■ **The task**
Count the lines in the data below that contain the word "flower" and reply with that number alone.

■ **Exercise input**
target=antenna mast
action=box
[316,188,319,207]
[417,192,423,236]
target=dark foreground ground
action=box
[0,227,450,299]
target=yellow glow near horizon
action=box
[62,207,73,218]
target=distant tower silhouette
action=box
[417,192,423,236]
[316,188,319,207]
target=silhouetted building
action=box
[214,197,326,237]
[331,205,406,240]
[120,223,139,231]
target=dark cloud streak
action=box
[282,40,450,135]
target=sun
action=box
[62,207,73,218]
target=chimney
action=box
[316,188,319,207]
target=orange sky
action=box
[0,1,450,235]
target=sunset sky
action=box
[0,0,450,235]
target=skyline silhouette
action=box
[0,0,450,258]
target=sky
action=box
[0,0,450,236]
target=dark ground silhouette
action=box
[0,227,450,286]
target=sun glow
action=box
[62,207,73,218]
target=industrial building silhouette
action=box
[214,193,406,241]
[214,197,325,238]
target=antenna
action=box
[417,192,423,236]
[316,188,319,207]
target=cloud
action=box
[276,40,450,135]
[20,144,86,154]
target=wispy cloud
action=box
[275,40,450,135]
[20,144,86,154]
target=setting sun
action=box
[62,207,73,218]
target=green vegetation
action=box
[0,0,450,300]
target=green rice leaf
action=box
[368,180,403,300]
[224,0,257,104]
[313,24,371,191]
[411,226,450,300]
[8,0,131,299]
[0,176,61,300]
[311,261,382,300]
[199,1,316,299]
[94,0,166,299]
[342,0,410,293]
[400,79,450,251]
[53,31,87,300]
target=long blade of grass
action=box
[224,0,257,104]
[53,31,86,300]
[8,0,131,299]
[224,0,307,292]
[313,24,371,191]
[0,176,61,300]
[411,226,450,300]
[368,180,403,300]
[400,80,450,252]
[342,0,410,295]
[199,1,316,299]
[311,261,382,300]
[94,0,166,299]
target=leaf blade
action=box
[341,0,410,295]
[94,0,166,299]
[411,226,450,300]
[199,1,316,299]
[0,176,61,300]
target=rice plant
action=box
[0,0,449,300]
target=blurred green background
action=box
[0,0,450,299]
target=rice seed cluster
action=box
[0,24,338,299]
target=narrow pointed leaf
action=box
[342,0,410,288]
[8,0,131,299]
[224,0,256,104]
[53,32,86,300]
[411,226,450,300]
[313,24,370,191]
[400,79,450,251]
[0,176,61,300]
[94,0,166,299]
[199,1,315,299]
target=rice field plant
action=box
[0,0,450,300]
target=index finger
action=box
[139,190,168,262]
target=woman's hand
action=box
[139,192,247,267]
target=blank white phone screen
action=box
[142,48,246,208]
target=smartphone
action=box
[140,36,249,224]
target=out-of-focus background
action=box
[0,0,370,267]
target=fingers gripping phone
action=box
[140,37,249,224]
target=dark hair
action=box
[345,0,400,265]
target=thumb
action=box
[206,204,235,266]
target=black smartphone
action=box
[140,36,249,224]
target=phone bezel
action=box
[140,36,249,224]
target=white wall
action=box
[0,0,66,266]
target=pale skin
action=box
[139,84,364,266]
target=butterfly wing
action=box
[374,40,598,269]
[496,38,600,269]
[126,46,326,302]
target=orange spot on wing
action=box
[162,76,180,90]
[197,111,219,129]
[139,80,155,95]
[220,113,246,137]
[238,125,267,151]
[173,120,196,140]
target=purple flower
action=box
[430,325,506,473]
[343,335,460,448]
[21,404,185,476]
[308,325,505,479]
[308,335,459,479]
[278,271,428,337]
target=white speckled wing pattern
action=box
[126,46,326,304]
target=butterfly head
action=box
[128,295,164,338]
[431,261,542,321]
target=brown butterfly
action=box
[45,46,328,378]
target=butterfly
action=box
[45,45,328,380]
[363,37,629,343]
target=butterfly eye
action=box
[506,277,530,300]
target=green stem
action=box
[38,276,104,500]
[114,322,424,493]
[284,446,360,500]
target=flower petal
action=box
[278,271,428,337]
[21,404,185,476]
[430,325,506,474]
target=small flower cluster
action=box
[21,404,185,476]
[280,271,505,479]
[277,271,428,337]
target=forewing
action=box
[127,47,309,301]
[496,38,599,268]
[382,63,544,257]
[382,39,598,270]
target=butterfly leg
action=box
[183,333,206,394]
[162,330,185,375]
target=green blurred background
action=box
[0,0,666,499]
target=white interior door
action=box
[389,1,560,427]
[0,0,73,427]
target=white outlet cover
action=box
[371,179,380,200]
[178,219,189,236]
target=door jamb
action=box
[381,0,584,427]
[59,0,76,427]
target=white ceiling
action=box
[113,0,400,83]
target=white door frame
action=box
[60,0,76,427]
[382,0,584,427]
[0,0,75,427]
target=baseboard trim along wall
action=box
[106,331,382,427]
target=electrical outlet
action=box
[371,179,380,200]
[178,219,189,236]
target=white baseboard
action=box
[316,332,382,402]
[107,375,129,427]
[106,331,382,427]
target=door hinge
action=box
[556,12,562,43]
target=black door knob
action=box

■ **Reply to the task**
3